**CHALLENGE 1:**
Extract each line of the listing below that contains the word "curtain".

**SELECTED EXTRACT:**
** START **

The Fire HD, also known as Kindle Fire HD prior to 2014, is a member of the Amazon Fire family of tablet computers. Fire HD refers to Amazon Fire family tablets with HD resolution displays. These devices run the Fire OS operating system.

==History==
The first Fire HD model was announced on September 6, 2012, and was available in two versions: 7" and 8.9". The 7" model was released in the United States on September 14, France, Germany, Italy, Spain and the United Kingdom on October 25 and in Japan on December 18. The 8.9" model was released on November 20 in the United States, in Japan on March 12, 2013, in Germany on March 13, and in India on June 27.

On September 25, 2013, an updated Fire HD 7 was quietly announced alongside the newly debuted flagship Kindle Fire HDX line. It was available as a pre-order until the official ship date of October 2, 2013. Changes include: price reduction to $139, processor speed upgraded to 1.5 GHz, firmware upgrade from the unnamed "Android based" OS to a compatible proprietary fork of Android named Fire OS 3, removal of the front camera, new shell form factor, and decreased available storage options.

On October 2, 2014, the next revision of Fire HD models were released, part of the Fire Tablet's fourth generation, with 6-inch and 7-inch touchscreen sizes. In addition, the Fire HD Kids Edition was released, which is the same device as the Fire HD 6 except it comes with a case and one-year subscription to Kindle Freetime apps. The branding "Kindle" was officially removed from the tablets' name.

In September 2015, Amazon released a new range of Fire tablets with 7-, 8-, and 10.1-inch sizes. The 7-inch was simply called the Fire 7, while the 8-inch and 10.1-inch were called Fire HD 8 and Fire HD 10 respectively. Amazon had ended the HDX line after two generations and the new model range shifted the entire Fire tablet line down-market, with Fire 7 as the lowest priced Fire tablet at $50.

All 4th and 5th generation Fire HD models use the same quad-core MediaTek System-on-a-Chip (SoC) with 1 GB of RAM.

In September 2016, Amazon announced the release of the updated Fire HD 8 which includes the virtual assistant Alexa, priced at . Fortune reported that, "As with most of Amazon's devices, the aim isn't to make money off of the hardware but instead to sell digital content such as books, movies, and TV shows to users". The new model also included a faster SoC and 1.5 GB of RAM.

On June 17, 2017, the seventh Generation Fire HD 8 was released. Some differences between the 6th and 7th Generation HD 8 models were the price, the gyroscope removal, the increase of maximum SD card expansion, and the better graphics chip.

On October 11, 2017 the 7th gen Fire HD 10 was released. It included a full HD 1920 by 1200 pixel display and a faster SoC and 2 GB of RAM.

In September 2018, Amazon released a refresh of the Fire HD 8/Kids Edition. The price remained the same as last year's model with minor upgrade on the hardware where the external storage is expandable to 400 GB and the front camera was updated to 2 MP. On the software side, the 2018 model is preinstalled with Fire OS 6 that allows hands-free Alexa control.

** END **

Coordinate annotation entries

** START **

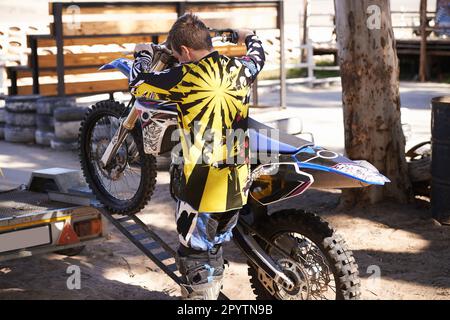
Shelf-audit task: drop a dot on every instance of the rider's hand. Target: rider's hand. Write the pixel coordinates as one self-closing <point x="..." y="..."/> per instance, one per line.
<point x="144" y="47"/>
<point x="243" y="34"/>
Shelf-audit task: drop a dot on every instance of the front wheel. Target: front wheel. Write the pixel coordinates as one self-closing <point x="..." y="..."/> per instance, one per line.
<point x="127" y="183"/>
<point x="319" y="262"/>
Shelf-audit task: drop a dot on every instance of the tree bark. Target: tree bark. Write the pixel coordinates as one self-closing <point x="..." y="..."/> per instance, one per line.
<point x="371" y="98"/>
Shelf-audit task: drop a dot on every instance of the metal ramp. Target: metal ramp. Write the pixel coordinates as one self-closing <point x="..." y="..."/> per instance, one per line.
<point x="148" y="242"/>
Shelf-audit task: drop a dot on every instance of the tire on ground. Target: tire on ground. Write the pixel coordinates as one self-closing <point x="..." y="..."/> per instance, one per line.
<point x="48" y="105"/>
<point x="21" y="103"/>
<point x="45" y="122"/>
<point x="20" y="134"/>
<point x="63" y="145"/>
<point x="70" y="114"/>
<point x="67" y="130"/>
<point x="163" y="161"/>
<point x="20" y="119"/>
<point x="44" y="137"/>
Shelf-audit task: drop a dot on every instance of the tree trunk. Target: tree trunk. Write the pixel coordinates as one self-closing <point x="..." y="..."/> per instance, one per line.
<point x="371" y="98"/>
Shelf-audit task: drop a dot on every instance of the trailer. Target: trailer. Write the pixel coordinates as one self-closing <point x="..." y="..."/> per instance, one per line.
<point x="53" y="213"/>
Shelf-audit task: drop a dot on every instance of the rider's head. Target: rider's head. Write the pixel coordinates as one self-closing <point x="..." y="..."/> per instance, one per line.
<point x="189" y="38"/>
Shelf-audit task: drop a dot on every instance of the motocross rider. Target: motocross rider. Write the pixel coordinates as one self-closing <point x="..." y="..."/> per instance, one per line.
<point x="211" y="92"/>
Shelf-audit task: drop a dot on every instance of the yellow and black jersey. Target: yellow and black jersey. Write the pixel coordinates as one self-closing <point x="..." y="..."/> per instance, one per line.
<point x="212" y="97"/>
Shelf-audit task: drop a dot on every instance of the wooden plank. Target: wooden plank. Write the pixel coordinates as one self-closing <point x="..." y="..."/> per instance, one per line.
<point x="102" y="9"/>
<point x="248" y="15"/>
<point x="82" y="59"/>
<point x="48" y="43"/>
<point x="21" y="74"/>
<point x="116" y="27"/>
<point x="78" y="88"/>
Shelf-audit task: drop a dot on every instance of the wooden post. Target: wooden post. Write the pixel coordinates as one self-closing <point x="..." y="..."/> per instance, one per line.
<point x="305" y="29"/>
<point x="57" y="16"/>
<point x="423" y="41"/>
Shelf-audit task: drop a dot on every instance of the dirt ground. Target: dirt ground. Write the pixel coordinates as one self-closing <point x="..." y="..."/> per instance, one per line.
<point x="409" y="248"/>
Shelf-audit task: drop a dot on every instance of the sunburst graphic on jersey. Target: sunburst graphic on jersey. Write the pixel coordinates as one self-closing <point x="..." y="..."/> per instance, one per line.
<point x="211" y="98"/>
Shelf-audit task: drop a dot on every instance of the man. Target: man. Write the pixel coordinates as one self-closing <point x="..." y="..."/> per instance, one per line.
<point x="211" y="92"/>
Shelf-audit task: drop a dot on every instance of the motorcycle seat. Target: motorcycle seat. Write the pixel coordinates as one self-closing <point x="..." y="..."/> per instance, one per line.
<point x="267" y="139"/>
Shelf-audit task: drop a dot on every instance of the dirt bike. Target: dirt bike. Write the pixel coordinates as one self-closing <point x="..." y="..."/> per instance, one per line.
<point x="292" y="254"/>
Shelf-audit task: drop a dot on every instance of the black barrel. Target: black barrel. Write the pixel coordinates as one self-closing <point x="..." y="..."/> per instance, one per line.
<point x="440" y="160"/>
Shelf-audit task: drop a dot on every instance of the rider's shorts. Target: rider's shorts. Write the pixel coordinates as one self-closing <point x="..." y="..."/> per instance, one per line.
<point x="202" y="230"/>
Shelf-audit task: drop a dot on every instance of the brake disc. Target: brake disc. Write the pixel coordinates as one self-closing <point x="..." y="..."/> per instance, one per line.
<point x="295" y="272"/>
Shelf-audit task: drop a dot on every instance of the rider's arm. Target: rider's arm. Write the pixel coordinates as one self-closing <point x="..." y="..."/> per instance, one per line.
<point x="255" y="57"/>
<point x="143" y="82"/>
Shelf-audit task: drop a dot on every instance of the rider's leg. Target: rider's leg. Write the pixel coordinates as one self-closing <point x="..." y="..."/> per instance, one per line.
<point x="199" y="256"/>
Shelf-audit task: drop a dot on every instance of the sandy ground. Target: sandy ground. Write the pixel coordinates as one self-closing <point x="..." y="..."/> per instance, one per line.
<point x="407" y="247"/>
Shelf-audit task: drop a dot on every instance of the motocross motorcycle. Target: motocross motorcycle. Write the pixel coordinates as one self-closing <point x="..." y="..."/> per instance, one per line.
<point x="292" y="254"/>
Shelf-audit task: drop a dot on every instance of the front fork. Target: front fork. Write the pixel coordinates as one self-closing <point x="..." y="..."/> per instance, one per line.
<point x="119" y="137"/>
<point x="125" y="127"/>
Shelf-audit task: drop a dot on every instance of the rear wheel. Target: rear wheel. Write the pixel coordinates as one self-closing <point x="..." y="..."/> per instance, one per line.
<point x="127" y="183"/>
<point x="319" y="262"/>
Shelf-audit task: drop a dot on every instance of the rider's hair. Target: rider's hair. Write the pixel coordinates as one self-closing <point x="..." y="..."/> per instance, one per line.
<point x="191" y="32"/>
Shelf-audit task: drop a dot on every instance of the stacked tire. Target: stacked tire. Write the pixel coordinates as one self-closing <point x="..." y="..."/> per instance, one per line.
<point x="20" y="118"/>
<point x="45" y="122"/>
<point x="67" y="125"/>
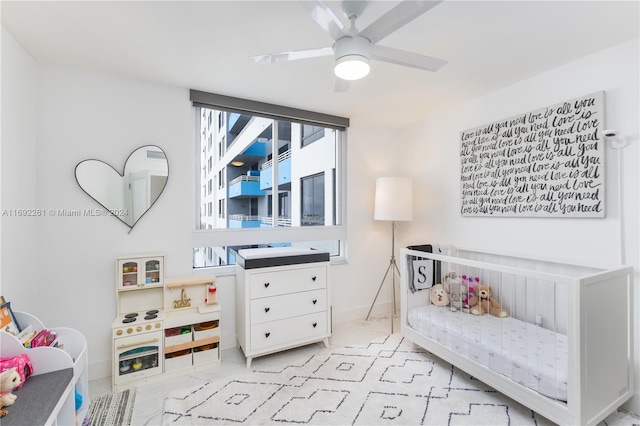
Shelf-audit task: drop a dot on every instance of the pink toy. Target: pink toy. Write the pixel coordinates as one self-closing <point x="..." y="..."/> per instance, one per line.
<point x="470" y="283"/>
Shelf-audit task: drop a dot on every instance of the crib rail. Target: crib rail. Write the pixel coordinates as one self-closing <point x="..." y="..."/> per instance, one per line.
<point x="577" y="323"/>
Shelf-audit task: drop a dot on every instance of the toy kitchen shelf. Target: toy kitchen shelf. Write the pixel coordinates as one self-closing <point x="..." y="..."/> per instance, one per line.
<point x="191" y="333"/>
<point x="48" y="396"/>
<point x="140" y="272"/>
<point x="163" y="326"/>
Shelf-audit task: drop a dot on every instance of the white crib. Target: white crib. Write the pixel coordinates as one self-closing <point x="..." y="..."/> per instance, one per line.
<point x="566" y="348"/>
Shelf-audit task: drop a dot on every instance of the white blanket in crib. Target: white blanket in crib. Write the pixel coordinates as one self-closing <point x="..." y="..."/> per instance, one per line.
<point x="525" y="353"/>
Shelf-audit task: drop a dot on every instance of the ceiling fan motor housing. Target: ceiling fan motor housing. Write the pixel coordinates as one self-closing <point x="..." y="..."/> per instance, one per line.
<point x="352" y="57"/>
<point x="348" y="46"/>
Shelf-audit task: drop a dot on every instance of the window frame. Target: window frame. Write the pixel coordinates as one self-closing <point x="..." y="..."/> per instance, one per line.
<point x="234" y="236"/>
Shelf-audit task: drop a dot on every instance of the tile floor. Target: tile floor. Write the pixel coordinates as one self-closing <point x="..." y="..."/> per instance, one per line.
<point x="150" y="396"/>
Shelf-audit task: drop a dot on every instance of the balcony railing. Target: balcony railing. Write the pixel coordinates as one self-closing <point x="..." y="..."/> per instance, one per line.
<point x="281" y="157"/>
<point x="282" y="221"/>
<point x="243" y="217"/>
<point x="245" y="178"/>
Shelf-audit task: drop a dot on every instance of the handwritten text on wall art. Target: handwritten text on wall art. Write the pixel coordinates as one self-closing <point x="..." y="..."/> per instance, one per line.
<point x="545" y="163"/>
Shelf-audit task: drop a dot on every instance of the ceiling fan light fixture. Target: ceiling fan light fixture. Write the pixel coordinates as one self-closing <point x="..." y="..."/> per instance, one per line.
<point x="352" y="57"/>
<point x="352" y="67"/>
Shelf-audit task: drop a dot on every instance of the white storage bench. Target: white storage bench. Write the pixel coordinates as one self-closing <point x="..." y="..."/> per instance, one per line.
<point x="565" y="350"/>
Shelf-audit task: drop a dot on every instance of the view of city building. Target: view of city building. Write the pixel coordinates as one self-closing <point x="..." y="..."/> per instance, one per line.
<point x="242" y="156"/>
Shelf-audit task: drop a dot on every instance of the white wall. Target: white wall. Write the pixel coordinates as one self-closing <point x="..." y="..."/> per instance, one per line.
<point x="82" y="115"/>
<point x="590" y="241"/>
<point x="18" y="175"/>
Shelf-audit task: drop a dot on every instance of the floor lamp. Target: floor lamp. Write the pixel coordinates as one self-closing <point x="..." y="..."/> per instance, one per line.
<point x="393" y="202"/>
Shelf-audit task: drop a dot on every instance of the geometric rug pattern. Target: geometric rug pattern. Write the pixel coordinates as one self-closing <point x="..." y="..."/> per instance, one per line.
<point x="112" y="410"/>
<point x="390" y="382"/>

** END **
** START **

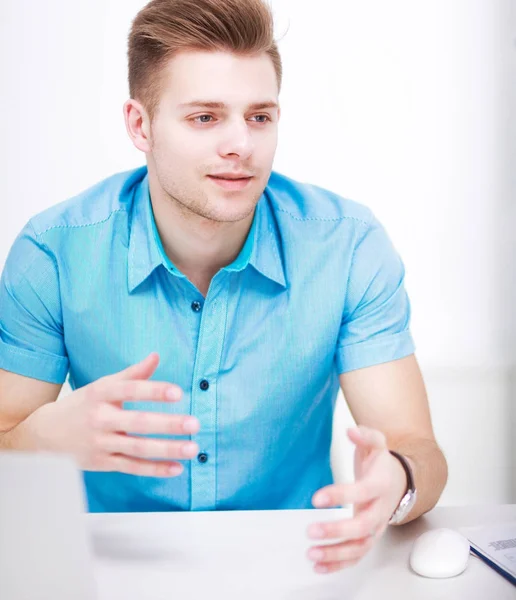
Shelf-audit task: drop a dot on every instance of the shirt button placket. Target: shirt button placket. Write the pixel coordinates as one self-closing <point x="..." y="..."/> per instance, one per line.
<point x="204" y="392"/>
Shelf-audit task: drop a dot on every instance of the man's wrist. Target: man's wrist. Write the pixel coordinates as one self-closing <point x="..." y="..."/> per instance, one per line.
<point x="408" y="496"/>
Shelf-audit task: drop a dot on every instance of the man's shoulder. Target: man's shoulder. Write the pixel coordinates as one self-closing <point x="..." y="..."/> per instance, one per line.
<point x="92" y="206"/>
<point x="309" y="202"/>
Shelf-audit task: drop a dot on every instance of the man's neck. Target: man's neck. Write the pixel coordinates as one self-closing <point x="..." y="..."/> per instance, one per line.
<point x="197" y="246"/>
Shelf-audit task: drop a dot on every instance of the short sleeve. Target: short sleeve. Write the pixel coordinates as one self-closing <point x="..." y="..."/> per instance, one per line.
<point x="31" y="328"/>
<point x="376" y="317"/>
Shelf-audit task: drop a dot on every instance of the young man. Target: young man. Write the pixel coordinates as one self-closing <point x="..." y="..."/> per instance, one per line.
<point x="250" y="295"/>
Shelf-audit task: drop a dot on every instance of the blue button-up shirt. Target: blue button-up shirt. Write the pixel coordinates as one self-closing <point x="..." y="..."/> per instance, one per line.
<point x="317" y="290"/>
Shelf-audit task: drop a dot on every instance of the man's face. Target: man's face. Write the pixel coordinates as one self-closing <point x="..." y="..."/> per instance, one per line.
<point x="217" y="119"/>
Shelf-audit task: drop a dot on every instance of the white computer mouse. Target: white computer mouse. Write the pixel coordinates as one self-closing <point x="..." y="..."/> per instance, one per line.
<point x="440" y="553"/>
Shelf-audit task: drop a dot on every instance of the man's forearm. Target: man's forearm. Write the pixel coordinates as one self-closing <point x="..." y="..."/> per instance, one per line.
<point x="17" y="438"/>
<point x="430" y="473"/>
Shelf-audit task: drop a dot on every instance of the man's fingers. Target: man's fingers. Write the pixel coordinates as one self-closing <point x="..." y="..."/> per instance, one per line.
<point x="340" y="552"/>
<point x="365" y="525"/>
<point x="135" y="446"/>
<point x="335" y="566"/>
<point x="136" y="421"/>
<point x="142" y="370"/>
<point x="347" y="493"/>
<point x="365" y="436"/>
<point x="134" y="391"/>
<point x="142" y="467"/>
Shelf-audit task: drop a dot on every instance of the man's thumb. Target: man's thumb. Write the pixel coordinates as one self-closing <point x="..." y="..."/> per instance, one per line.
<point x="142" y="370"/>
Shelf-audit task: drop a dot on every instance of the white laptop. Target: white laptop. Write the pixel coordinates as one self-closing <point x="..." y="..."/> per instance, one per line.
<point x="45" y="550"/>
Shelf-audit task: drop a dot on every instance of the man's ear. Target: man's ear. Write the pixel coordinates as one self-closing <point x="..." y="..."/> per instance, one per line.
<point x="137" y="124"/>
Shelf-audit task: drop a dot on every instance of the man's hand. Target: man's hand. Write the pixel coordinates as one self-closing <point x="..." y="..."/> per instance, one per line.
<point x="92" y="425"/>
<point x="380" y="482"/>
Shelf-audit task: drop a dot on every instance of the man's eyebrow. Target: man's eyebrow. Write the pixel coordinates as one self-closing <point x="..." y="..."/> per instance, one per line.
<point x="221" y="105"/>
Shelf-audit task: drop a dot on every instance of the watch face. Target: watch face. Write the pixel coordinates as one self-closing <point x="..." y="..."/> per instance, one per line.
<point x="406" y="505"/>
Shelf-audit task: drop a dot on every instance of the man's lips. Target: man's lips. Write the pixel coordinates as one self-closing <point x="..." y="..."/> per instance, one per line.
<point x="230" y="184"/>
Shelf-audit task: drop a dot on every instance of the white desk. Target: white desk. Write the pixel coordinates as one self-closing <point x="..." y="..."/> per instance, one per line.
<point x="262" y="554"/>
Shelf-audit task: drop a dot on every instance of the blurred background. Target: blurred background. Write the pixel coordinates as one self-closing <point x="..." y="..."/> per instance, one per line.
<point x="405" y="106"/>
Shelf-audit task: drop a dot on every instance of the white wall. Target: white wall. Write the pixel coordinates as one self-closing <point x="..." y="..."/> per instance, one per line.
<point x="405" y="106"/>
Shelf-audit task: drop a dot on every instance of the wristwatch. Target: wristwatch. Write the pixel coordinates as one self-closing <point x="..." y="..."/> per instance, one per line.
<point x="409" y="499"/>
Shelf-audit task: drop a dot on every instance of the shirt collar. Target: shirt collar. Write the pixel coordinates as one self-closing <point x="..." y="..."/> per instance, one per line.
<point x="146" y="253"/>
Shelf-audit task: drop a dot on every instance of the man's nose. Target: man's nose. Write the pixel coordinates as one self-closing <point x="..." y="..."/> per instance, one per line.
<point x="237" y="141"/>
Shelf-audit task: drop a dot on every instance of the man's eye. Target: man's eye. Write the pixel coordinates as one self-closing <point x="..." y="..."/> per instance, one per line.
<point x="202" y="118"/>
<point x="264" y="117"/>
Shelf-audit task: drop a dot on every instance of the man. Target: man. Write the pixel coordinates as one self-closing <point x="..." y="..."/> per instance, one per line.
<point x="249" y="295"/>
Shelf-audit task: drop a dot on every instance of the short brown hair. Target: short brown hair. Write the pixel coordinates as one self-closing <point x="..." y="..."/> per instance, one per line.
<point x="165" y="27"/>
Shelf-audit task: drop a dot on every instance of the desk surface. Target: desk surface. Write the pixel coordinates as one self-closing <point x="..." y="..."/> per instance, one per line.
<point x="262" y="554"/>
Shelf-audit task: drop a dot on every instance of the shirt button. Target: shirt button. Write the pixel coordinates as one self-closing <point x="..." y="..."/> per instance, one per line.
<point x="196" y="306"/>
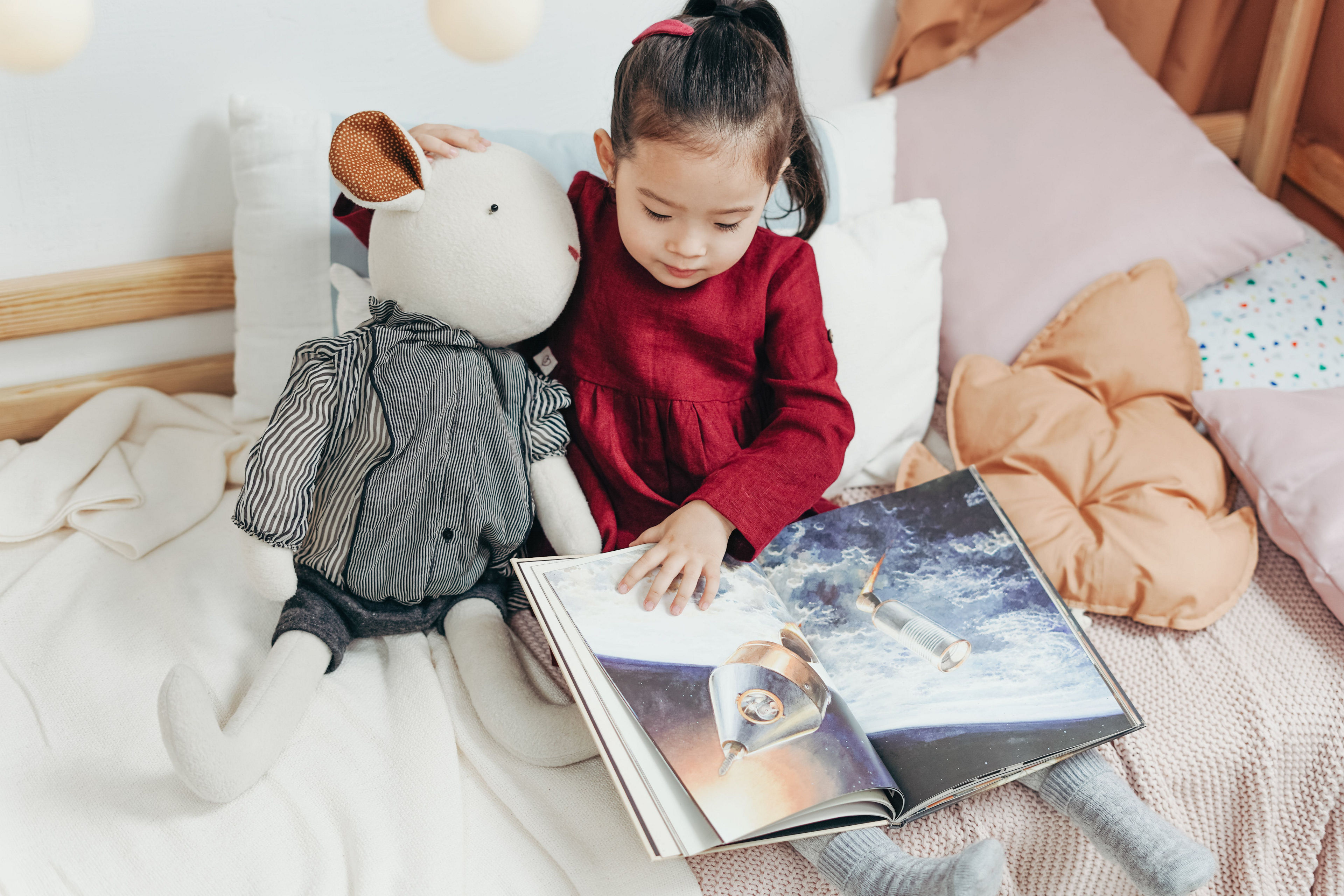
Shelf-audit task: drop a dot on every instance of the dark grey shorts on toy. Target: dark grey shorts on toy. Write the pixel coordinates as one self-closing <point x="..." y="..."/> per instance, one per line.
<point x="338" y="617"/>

** END **
** START **

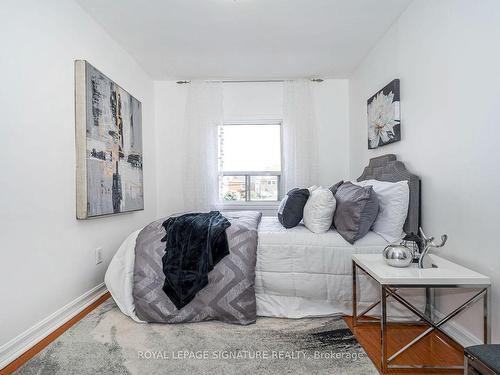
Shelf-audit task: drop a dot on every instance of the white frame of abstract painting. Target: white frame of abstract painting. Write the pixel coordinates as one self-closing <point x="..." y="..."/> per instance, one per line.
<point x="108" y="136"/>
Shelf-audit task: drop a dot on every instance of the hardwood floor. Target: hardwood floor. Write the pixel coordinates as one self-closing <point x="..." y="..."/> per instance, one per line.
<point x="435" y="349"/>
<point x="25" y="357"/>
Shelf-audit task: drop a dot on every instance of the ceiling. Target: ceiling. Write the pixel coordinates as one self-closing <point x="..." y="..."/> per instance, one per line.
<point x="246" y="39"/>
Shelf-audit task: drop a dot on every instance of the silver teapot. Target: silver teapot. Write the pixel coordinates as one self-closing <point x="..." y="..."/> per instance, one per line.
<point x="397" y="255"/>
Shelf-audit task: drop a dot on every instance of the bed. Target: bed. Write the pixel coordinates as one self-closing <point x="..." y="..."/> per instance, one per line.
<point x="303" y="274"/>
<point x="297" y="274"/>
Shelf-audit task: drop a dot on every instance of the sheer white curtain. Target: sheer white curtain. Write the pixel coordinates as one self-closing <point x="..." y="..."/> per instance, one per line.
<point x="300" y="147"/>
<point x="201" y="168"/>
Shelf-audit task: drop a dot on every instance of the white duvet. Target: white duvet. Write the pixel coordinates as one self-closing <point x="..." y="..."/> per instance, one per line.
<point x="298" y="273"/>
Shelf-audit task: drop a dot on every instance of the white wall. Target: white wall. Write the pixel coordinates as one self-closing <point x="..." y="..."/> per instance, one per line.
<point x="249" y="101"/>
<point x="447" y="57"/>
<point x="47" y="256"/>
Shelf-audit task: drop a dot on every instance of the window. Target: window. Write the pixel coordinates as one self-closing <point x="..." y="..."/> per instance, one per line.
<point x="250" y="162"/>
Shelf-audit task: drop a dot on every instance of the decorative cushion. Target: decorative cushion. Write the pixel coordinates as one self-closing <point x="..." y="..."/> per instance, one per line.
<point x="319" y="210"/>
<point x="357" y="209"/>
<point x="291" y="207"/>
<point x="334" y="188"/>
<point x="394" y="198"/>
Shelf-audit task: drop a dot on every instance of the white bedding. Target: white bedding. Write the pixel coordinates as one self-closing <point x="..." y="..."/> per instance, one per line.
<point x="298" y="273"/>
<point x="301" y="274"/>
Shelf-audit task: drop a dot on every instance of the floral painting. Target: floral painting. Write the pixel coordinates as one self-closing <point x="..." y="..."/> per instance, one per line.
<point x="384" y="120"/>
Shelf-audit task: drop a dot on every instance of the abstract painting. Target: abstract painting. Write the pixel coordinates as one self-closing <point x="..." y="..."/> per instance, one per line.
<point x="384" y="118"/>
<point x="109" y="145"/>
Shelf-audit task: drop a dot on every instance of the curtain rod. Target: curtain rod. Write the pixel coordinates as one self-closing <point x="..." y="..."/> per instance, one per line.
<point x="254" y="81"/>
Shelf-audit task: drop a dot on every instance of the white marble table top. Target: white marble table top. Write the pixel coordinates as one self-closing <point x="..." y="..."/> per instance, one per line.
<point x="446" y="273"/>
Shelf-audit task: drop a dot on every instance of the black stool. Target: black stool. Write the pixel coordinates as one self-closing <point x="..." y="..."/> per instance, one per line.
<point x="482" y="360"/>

** END **

**CHALLENGE 2:**
From the Fire HD history above, quote the passage starting with "The Fire HD, also" and going on through "on June 27.".

**TASK SOLUTION 1:**
Shelf-audit task: drop a dot on every instance of the sheer white curtain. Target: sheer white curtain. Write the pixel coordinates as one self-closing <point x="..." y="..."/> per instance, one per line.
Shelf-audit task: drop a dot on every instance of the curtain rod. Target: curtain rod. Write the pixel coordinates as one self-closing <point x="..." y="..."/> per instance, one per line.

**TASK SOLUTION 2:**
The Fire HD, also known as Kindle Fire HD prior to 2014, is a member of the Amazon Fire family of tablet computers. Fire HD refers to Amazon Fire family tablets with HD resolution displays. These devices run the Fire OS operating system.

==History==
The first Fire HD model was announced on September 6, 2012, and was available in two versions: 7" and 8.9". The 7" model was released in the United States on September 14, France, Germany, Italy, Spain and the United Kingdom on October 25 and in Japan on December 18. The 8.9" model was released on November 20 in the United States, in Japan on March 12, 2013, in Germany on March 13, and in India on June 27.